Dataset excerpts »
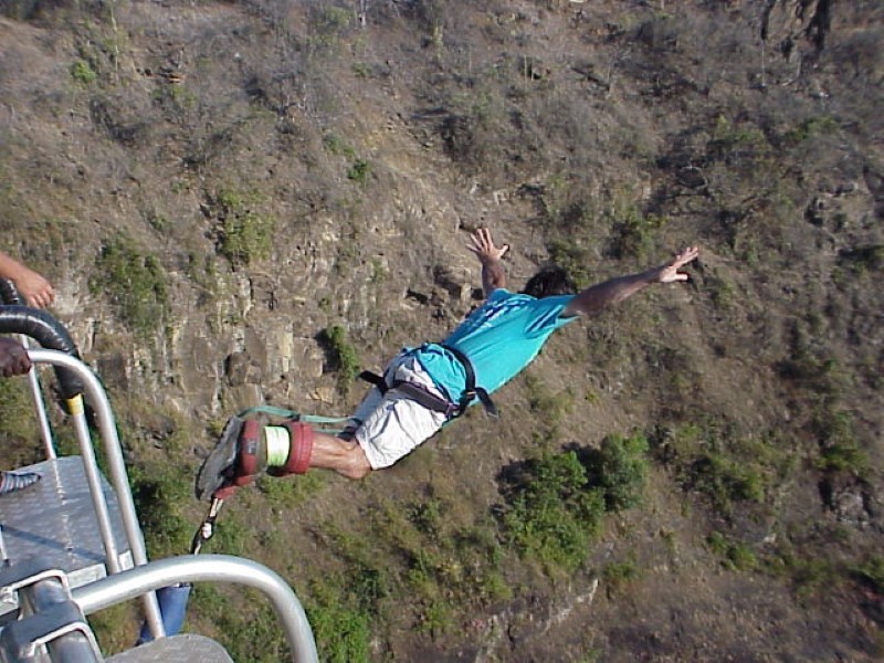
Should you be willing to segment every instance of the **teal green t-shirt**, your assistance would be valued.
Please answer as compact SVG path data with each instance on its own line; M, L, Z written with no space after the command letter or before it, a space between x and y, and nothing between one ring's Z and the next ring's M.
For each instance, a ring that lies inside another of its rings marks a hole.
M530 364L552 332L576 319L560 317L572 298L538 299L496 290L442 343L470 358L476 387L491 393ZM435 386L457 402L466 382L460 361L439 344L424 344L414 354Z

---

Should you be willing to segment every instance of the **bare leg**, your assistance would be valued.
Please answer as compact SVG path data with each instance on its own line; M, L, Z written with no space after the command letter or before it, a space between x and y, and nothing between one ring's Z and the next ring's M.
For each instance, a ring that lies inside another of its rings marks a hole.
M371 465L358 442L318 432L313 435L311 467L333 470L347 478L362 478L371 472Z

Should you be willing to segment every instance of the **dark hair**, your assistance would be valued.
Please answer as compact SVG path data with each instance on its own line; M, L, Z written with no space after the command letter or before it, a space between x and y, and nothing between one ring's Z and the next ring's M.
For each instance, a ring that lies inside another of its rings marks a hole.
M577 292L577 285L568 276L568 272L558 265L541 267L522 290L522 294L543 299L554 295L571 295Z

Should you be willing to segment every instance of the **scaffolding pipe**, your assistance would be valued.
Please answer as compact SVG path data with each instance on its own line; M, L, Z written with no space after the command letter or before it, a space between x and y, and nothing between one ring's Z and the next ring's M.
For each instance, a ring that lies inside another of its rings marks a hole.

Written problem » Rewrite the lines of the records from the line containing "Should you be willing to segment every instance of the **teal" down to the line containing "M530 364L552 332L576", changing "instance" to "occurrence" and leaving everything else as it is.

Reply to the exercise »
Should you be willing to segment every occurrence of the **teal green t-shirt**, your assistance would be valued.
Please answer as compact SVG path data with each occurrence on its own line; M, L, Z written with no space after the command letter or before it, a space between x and y, and nothing between one ring's Z and the next ring's M.
For each occurrence, a ring that lies inside another of its rings marks a hole.
M530 364L552 332L576 319L560 317L572 298L538 299L496 290L442 343L470 358L476 387L491 393ZM435 386L457 402L466 382L460 361L439 344L424 344L414 354Z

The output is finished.